● **Instrucciones de trabajo**:
**a)** Responde estas preguntas sobre el fragmento dedicado al Finnegans Wake:
(i) ¿Quién hizo la traducción española que se menciona?
(ii) ¿Para qué edición hizo Marcelo Zabaloy su traducción?
(iii) ¿Cómo está catalogada la edición francesa?
**b)** Anota sin cambios el tramo del bloque de texto que va entre "Cuando salí del" y "Finnegans Wake... evidentemente.", ambos incluidos.

● **Bloque de texto**:
Cuando salí del hospital, muy ufano, guardé el libro, que poseo en su original inglés, en la traducción española de Víctor Pozanco, en la que hizo para una edición argentina, Marcelo Zabaloy y una edición francesa hermosa pero que debido a la semejanza que esa lengua tiene con las estatuas clásicas, esa prosodia tan pulida, caí en la cuenta tarde que era la que más se alejaba del original joyciano debido a lo cual la tengo catalogada como una rareza filológica, y me dispuse a leer novedades porque uno se dedica al oficio de reseñar y cuando tenía tiempo para leer obras clásicas no tenía tiempo para volver al Finnegans Wake... evidentemente.

● **Extractos de datos**:
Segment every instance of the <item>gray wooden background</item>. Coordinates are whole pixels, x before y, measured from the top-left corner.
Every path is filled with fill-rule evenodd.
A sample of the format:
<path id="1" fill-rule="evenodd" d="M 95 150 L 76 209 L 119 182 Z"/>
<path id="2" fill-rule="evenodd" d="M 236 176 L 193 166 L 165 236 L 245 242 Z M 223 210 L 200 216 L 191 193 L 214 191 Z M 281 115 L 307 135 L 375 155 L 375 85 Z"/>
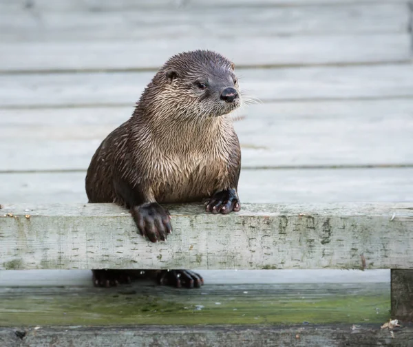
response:
<path id="1" fill-rule="evenodd" d="M 232 59 L 244 93 L 261 101 L 235 123 L 243 202 L 413 201 L 412 9 L 406 0 L 0 0 L 0 202 L 87 201 L 100 141 L 165 61 L 196 48 Z M 27 284 L 25 273 L 0 282 Z M 228 276 L 246 280 L 237 273 Z M 255 273 L 311 282 L 315 273 Z"/>

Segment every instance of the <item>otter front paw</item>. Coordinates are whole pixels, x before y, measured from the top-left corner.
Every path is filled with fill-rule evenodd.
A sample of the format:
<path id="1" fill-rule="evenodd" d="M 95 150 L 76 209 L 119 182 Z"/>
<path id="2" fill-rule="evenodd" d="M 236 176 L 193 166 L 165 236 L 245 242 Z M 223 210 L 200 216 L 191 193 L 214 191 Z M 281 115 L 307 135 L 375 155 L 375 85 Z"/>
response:
<path id="1" fill-rule="evenodd" d="M 238 212 L 241 205 L 235 189 L 227 189 L 215 193 L 206 202 L 206 212 L 213 214 L 229 213 L 231 211 Z"/>
<path id="2" fill-rule="evenodd" d="M 92 270 L 94 286 L 109 288 L 118 284 L 131 283 L 127 270 Z"/>
<path id="3" fill-rule="evenodd" d="M 140 235 L 152 242 L 165 241 L 172 232 L 169 213 L 158 202 L 136 206 L 131 212 Z"/>

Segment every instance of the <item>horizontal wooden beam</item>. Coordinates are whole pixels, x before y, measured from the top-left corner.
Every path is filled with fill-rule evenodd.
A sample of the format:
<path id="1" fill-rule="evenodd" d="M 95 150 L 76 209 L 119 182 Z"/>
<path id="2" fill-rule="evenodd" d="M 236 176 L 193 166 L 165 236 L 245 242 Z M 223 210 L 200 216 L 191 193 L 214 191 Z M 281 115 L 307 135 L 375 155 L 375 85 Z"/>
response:
<path id="1" fill-rule="evenodd" d="M 173 233 L 152 244 L 111 204 L 6 204 L 0 269 L 413 269 L 413 203 L 167 207 Z"/>
<path id="2" fill-rule="evenodd" d="M 196 49 L 219 52 L 239 66 L 409 63 L 410 41 L 405 32 L 319 34 L 311 37 L 311 44 L 306 35 L 2 42 L 0 72 L 154 70 L 173 54 Z"/>
<path id="3" fill-rule="evenodd" d="M 293 326 L 206 326 L 196 328 L 146 326 L 139 327 L 39 327 L 0 329 L 3 347 L 60 346 L 85 347 L 123 346 L 328 346 L 354 347 L 410 346 L 413 328 L 394 333 L 380 324 Z M 23 341 L 17 336 L 24 336 Z M 392 338 L 394 337 L 394 338 Z"/>

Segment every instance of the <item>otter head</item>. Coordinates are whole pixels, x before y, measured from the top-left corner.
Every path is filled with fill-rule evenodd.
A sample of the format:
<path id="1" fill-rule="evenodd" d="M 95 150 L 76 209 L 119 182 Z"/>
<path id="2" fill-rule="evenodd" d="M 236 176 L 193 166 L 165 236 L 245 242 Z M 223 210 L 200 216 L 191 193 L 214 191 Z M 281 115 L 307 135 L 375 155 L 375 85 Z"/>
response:
<path id="1" fill-rule="evenodd" d="M 142 98 L 156 113 L 166 112 L 169 117 L 180 119 L 223 116 L 242 103 L 233 63 L 208 50 L 172 56 L 156 74 Z"/>

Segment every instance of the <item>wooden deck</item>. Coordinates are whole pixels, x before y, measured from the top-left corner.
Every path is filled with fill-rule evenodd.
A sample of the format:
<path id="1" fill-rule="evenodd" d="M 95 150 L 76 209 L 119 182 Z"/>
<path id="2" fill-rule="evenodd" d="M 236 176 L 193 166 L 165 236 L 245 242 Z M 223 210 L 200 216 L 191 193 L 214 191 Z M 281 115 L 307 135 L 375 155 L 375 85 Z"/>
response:
<path id="1" fill-rule="evenodd" d="M 413 200 L 407 1 L 0 1 L 0 198 L 82 202 L 101 140 L 171 54 L 216 50 L 262 103 L 244 202 Z M 231 13 L 231 15 L 228 15 Z"/>
<path id="2" fill-rule="evenodd" d="M 85 202 L 85 170 L 100 141 L 130 116 L 166 59 L 195 48 L 231 59 L 242 89 L 261 101 L 240 110 L 235 123 L 243 202 L 413 202 L 412 28 L 408 0 L 227 0 L 224 8 L 217 0 L 0 0 L 0 204 Z M 35 275 L 32 278 L 36 282 Z M 149 311 L 115 317 L 125 324 L 169 324 L 175 317 L 177 324 L 299 324 L 245 330 L 268 337 L 256 339 L 257 346 L 335 346 L 339 341 L 404 346 L 411 339 L 411 331 L 391 339 L 378 328 L 390 318 L 390 285 L 340 289 L 314 284 L 301 291 L 271 286 L 220 291 L 216 284 L 206 285 L 208 295 L 200 297 L 173 291 L 170 302 L 176 304 L 167 300 L 171 311 L 165 322 L 157 320 L 151 306 L 165 304 L 159 302 L 163 289 L 114 290 L 108 299 L 120 311 L 129 307 L 126 302 L 144 300 Z M 99 291 L 37 290 L 31 296 L 30 289 L 16 291 L 1 288 L 0 325 L 114 322 L 103 311 L 85 316 L 82 311 L 82 303 L 90 302 L 96 312 L 108 304 L 91 302 L 102 297 Z M 244 292 L 252 294 L 245 297 Z M 20 302 L 25 295 L 27 301 Z M 251 301 L 254 296 L 268 308 L 262 311 Z M 303 296 L 308 300 L 301 302 Z M 283 310 L 292 298 L 288 314 Z M 189 310 L 182 309 L 187 300 Z M 194 312 L 198 320 L 192 320 Z M 308 330 L 304 321 L 348 326 Z M 363 322 L 374 326 L 353 325 Z M 142 341 L 159 343 L 156 328 L 120 335 L 112 328 L 70 329 L 32 330 L 23 340 L 0 329 L 0 346 L 56 341 L 92 346 L 87 334 L 96 337 L 96 346 L 113 346 L 110 338 L 135 346 L 138 340 L 129 337 L 140 334 L 147 334 Z M 163 329 L 165 339 L 179 344 L 182 328 Z M 209 346 L 209 337 L 219 341 L 228 336 L 234 344 L 253 345 L 248 334 L 226 329 L 188 330 L 187 341 Z"/>

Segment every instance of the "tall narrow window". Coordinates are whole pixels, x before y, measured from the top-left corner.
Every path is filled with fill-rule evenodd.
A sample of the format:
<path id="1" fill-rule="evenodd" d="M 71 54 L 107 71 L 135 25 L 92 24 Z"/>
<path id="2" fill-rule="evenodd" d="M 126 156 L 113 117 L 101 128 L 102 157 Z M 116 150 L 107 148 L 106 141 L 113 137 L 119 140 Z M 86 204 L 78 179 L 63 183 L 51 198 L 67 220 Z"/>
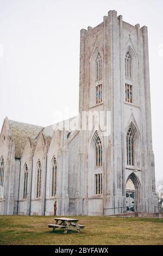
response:
<path id="1" fill-rule="evenodd" d="M 37 166 L 37 193 L 36 197 L 39 198 L 41 197 L 41 164 L 39 160 Z"/>
<path id="2" fill-rule="evenodd" d="M 56 194 L 57 186 L 57 161 L 54 157 L 52 162 L 52 196 L 54 197 Z"/>
<path id="3" fill-rule="evenodd" d="M 3 156 L 0 161 L 0 199 L 3 198 L 4 164 Z"/>
<path id="4" fill-rule="evenodd" d="M 134 165 L 134 136 L 131 128 L 127 135 L 127 163 L 129 166 Z"/>
<path id="5" fill-rule="evenodd" d="M 132 59 L 129 52 L 128 52 L 125 57 L 125 76 L 128 78 L 133 78 Z"/>
<path id="6" fill-rule="evenodd" d="M 24 168 L 24 190 L 23 190 L 23 199 L 27 198 L 27 187 L 28 187 L 28 166 L 26 163 Z"/>
<path id="7" fill-rule="evenodd" d="M 98 53 L 96 59 L 96 80 L 102 78 L 102 58 Z"/>
<path id="8" fill-rule="evenodd" d="M 103 187 L 102 173 L 99 174 L 95 174 L 95 182 L 96 194 L 102 194 Z"/>
<path id="9" fill-rule="evenodd" d="M 133 86 L 126 84 L 126 101 L 133 103 Z"/>
<path id="10" fill-rule="evenodd" d="M 99 167 L 102 166 L 102 147 L 99 137 L 96 144 L 96 166 Z"/>
<path id="11" fill-rule="evenodd" d="M 96 87 L 96 104 L 102 102 L 102 86 L 99 84 Z"/>
<path id="12" fill-rule="evenodd" d="M 131 54 L 128 51 L 125 57 L 125 94 L 126 102 L 133 103 L 133 62 Z"/>
<path id="13" fill-rule="evenodd" d="M 95 174 L 95 194 L 102 193 L 102 147 L 100 138 L 97 137 L 95 146 L 96 155 L 96 174 Z"/>

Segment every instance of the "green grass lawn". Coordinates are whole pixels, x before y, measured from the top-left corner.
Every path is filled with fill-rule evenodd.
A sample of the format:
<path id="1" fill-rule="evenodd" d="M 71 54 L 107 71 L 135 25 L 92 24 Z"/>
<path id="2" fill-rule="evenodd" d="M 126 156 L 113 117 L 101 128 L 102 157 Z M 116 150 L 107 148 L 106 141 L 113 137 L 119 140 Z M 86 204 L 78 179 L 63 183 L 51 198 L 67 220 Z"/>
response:
<path id="1" fill-rule="evenodd" d="M 84 229 L 64 235 L 48 228 L 53 216 L 0 216 L 0 245 L 163 245 L 163 218 L 78 218 Z"/>

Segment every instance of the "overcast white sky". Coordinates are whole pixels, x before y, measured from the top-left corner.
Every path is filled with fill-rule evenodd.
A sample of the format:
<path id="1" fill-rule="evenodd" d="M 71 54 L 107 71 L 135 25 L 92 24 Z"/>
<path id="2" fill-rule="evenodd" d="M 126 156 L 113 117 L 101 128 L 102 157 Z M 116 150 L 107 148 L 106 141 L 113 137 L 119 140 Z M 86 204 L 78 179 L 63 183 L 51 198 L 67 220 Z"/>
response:
<path id="1" fill-rule="evenodd" d="M 77 114 L 80 29 L 110 10 L 148 27 L 155 172 L 163 178 L 162 0 L 0 0 L 0 127 L 6 116 L 46 126 L 55 111 Z"/>

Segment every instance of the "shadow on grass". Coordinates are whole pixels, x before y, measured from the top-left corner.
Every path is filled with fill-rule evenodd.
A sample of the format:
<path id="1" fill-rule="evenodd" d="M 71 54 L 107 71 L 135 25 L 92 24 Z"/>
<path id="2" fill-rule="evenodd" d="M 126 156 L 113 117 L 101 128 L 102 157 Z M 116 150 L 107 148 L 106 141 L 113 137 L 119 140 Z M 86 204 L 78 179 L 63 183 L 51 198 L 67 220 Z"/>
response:
<path id="1" fill-rule="evenodd" d="M 55 231 L 46 231 L 45 233 L 46 234 L 59 234 L 61 235 L 66 235 L 68 234 L 80 234 L 78 233 L 77 231 L 73 231 L 73 230 L 68 230 L 67 234 L 64 234 L 64 230 L 62 230 L 61 229 L 58 230 L 55 230 Z"/>

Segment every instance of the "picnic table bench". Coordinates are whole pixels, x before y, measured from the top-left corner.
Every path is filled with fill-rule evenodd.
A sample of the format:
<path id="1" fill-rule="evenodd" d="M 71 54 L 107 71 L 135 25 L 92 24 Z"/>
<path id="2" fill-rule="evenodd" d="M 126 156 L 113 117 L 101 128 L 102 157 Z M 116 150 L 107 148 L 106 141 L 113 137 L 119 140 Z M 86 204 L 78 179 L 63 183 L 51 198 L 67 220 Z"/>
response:
<path id="1" fill-rule="evenodd" d="M 84 228 L 84 225 L 78 223 L 79 220 L 69 218 L 55 218 L 54 224 L 48 224 L 49 228 L 52 228 L 52 231 L 57 228 L 60 228 L 64 230 L 64 234 L 66 234 L 68 230 L 73 230 L 80 232 L 80 229 Z"/>

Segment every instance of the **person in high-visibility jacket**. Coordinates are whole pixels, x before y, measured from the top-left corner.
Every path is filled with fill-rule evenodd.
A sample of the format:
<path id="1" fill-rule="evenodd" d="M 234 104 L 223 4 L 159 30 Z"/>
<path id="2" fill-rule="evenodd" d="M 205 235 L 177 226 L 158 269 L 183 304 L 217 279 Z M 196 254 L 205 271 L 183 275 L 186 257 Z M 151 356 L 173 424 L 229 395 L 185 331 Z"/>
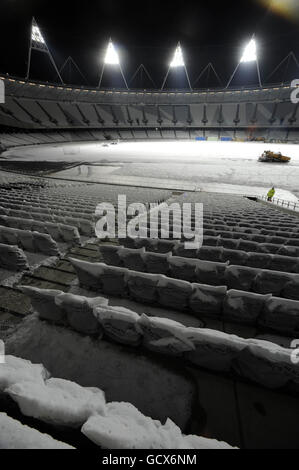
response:
<path id="1" fill-rule="evenodd" d="M 272 188 L 270 189 L 270 191 L 268 192 L 268 201 L 269 202 L 272 202 L 272 199 L 274 198 L 275 196 L 275 188 Z"/>

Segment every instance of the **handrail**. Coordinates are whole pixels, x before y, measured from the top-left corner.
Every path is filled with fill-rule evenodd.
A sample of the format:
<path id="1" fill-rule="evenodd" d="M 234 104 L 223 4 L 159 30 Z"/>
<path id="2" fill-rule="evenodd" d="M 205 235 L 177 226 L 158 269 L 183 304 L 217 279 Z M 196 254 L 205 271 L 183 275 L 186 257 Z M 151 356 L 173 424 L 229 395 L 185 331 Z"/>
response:
<path id="1" fill-rule="evenodd" d="M 268 196 L 258 196 L 258 199 L 262 199 L 270 203 L 270 201 L 268 201 Z M 298 202 L 287 201 L 286 199 L 273 197 L 271 203 L 276 204 L 277 206 L 280 206 L 280 207 L 285 207 L 286 209 L 290 209 L 295 212 L 299 211 L 299 201 Z"/>

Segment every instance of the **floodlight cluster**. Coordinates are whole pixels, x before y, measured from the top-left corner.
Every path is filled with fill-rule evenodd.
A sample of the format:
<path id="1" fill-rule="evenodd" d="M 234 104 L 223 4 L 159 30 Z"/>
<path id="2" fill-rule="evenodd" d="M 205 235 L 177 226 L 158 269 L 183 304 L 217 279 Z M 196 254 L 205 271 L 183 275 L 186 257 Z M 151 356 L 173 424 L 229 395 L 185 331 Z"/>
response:
<path id="1" fill-rule="evenodd" d="M 251 41 L 245 47 L 244 53 L 241 58 L 241 64 L 246 62 L 255 62 L 257 60 L 257 50 L 256 50 L 256 41 L 251 39 Z"/>
<path id="2" fill-rule="evenodd" d="M 107 47 L 106 56 L 105 56 L 105 64 L 119 65 L 118 53 L 116 52 L 112 41 L 109 42 L 108 47 Z"/>
<path id="3" fill-rule="evenodd" d="M 170 64 L 171 68 L 175 67 L 185 67 L 185 62 L 184 62 L 184 57 L 183 57 L 183 52 L 182 48 L 180 45 L 175 50 L 172 62 Z"/>
<path id="4" fill-rule="evenodd" d="M 33 42 L 37 42 L 38 44 L 46 44 L 43 35 L 37 25 L 32 25 L 31 38 Z"/>

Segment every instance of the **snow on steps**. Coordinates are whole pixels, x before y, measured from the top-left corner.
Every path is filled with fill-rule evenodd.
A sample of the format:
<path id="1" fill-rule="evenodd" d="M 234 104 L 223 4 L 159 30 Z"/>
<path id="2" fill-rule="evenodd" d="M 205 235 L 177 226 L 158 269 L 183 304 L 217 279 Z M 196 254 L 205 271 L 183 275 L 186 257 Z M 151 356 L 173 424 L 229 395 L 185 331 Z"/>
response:
<path id="1" fill-rule="evenodd" d="M 0 243 L 18 246 L 32 253 L 43 253 L 48 256 L 59 255 L 56 242 L 45 233 L 0 226 Z"/>
<path id="2" fill-rule="evenodd" d="M 71 450 L 68 444 L 56 441 L 53 437 L 36 429 L 24 426 L 19 421 L 0 413 L 0 449 L 2 450 Z"/>
<path id="3" fill-rule="evenodd" d="M 228 289 L 226 286 L 192 284 L 164 275 L 139 273 L 102 263 L 75 259 L 70 259 L 70 262 L 76 269 L 81 286 L 89 290 L 131 298 L 146 304 L 161 305 L 168 309 L 188 312 L 199 318 L 206 315 L 240 324 L 266 326 L 293 337 L 298 335 L 299 302 L 278 297 L 281 294 L 288 297 L 288 292 L 298 294 L 298 291 L 288 277 L 280 277 L 278 273 L 274 278 L 270 277 L 270 271 L 257 276 L 257 286 L 260 285 L 261 289 L 257 289 L 260 292 L 255 294 L 249 292 L 249 287 L 248 292 L 244 289 L 248 273 L 245 273 L 244 280 L 244 274 L 240 277 L 244 268 L 237 266 L 228 267 L 228 272 L 238 280 L 237 286 L 240 288 L 231 289 L 234 284 L 229 282 Z M 253 284 L 253 280 L 250 277 L 249 279 L 250 284 Z M 276 294 L 272 302 L 271 292 Z"/>
<path id="4" fill-rule="evenodd" d="M 229 289 L 259 294 L 272 293 L 277 297 L 299 300 L 298 258 L 290 258 L 292 266 L 297 266 L 295 273 L 292 273 L 287 271 L 285 264 L 285 262 L 289 262 L 289 258 L 278 255 L 249 253 L 250 264 L 255 267 L 248 267 L 238 263 L 238 259 L 234 259 L 237 263 L 236 265 L 230 265 L 229 261 L 221 263 L 218 261 L 172 256 L 172 253 L 146 252 L 145 247 L 132 249 L 104 244 L 100 245 L 100 251 L 104 262 L 109 266 L 148 272 L 150 274 L 161 273 L 174 279 L 189 282 L 199 282 L 214 286 L 227 285 Z M 271 256 L 272 262 L 270 264 L 268 256 Z M 263 266 L 263 269 L 257 266 Z M 275 268 L 275 270 L 264 268 Z M 281 268 L 281 271 L 279 271 L 279 268 Z"/>
<path id="5" fill-rule="evenodd" d="M 26 219 L 7 217 L 6 215 L 0 215 L 0 224 L 8 228 L 48 234 L 57 242 L 62 241 L 65 243 L 73 243 L 74 245 L 80 245 L 81 243 L 78 229 L 72 225 L 59 222 L 38 221 L 28 217 Z"/>
<path id="6" fill-rule="evenodd" d="M 150 253 L 154 255 L 154 257 L 157 257 L 157 255 L 160 253 L 164 254 L 164 256 L 167 256 L 170 263 L 172 262 L 172 256 L 175 256 L 186 259 L 194 258 L 196 260 L 213 261 L 218 263 L 229 262 L 231 264 L 237 264 L 239 266 L 264 268 L 273 271 L 284 271 L 294 274 L 299 273 L 298 253 L 294 252 L 294 249 L 297 248 L 292 246 L 279 245 L 279 250 L 277 249 L 275 253 L 272 254 L 270 248 L 266 244 L 258 244 L 259 246 L 261 246 L 261 249 L 253 250 L 252 246 L 250 248 L 248 247 L 248 245 L 245 247 L 243 245 L 243 243 L 245 243 L 244 241 L 231 239 L 227 240 L 228 243 L 226 247 L 208 245 L 203 246 L 198 250 L 187 250 L 183 243 L 171 240 L 158 241 L 153 239 L 138 238 L 135 240 L 124 239 L 121 240 L 121 242 L 126 248 L 136 250 L 145 248 L 147 250 L 147 252 L 143 254 L 145 263 L 147 261 L 146 256 L 149 256 Z M 121 251 L 119 253 L 117 251 L 115 253 L 109 253 L 109 248 L 105 248 L 105 245 L 102 246 L 101 252 L 103 254 L 103 257 L 107 259 L 107 264 L 119 265 L 119 263 L 121 262 L 120 255 L 122 253 L 122 247 L 120 247 Z M 241 248 L 246 248 L 246 250 L 239 250 L 239 246 Z M 140 253 L 142 254 L 142 252 Z M 108 260 L 110 260 L 109 263 Z M 146 264 L 148 267 L 148 263 Z"/>
<path id="7" fill-rule="evenodd" d="M 0 268 L 9 271 L 25 271 L 29 269 L 28 260 L 20 248 L 0 244 Z"/>
<path id="8" fill-rule="evenodd" d="M 37 289 L 23 288 L 27 295 L 36 297 Z M 43 295 L 43 291 L 39 292 Z M 68 302 L 75 307 L 79 305 L 79 318 L 82 325 L 76 331 L 86 334 L 88 331 L 88 317 L 91 315 L 92 305 L 87 299 L 80 299 L 76 296 L 65 297 L 65 294 L 45 292 L 45 296 L 52 295 L 52 303 L 66 306 Z M 232 293 L 234 302 L 236 293 Z M 57 301 L 58 299 L 58 301 Z M 251 301 L 252 299 L 250 299 Z M 276 303 L 279 299 L 269 299 L 272 316 L 269 323 L 273 321 Z M 233 372 L 241 377 L 257 382 L 268 388 L 289 387 L 296 393 L 299 392 L 299 366 L 291 360 L 293 350 L 282 348 L 271 342 L 243 339 L 226 333 L 199 329 L 187 328 L 181 323 L 165 319 L 150 318 L 146 315 L 139 315 L 120 307 L 110 307 L 105 304 L 105 299 L 93 299 L 93 315 L 98 320 L 99 325 L 94 328 L 97 331 L 98 339 L 103 335 L 120 344 L 138 347 L 142 344 L 145 350 L 158 354 L 182 357 L 187 364 L 204 367 L 218 372 Z M 86 323 L 84 324 L 84 313 L 82 305 L 85 304 Z M 98 306 L 100 305 L 100 306 Z M 44 318 L 43 308 L 38 313 Z M 81 309 L 80 309 L 81 306 Z M 50 311 L 50 310 L 49 310 Z M 73 321 L 77 309 L 74 308 Z M 66 326 L 73 327 L 67 321 L 67 312 L 61 309 L 61 319 L 64 319 Z M 283 316 L 280 317 L 282 322 Z M 47 320 L 50 320 L 47 315 Z M 56 321 L 53 315 L 52 321 Z M 93 320 L 94 321 L 94 320 Z"/>
<path id="9" fill-rule="evenodd" d="M 25 373 L 24 373 L 25 370 Z M 75 428 L 106 449 L 229 449 L 229 445 L 185 436 L 171 421 L 165 425 L 129 403 L 106 403 L 98 388 L 47 378 L 43 366 L 12 356 L 0 365 L 0 393 L 15 401 L 24 416 L 54 426 Z M 30 429 L 0 413 L 0 448 L 39 449 L 71 446 Z"/>

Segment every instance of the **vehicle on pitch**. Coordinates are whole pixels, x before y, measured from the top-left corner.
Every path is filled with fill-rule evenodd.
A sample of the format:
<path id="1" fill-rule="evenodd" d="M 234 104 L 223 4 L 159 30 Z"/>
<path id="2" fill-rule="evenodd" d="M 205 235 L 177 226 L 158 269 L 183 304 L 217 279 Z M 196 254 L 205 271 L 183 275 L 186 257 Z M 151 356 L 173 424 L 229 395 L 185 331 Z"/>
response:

● **Respuestas por punto**:
**a)**
(i) Víctor Pozanco.
(ii) Para una edición argentina.
(iii) Como una rareza filológica.

**b)**
Cuando salí del hospital, muy ufano, guardé el libro, que poseo en su original inglés, en la traducción española de Víctor Pozanco, en la que hizo para una edición argentina, Marcelo Zabaloy y una edición francesa hermosa pero que debido a la semejanza que esa lengua tiene con las estatuas clásicas, esa prosodia tan pulida, caí en la cuenta tarde que era la que más se alejaba del original joyciano debido a lo cual la tengo catalogada como una rareza filológica, y me dispuse a leer novedades porque uno se dedica al oficio de reseñar y cuando tenía tiempo para leer obras clásicas no tenía tiempo para volver al Finnegans Wake... evidentemente.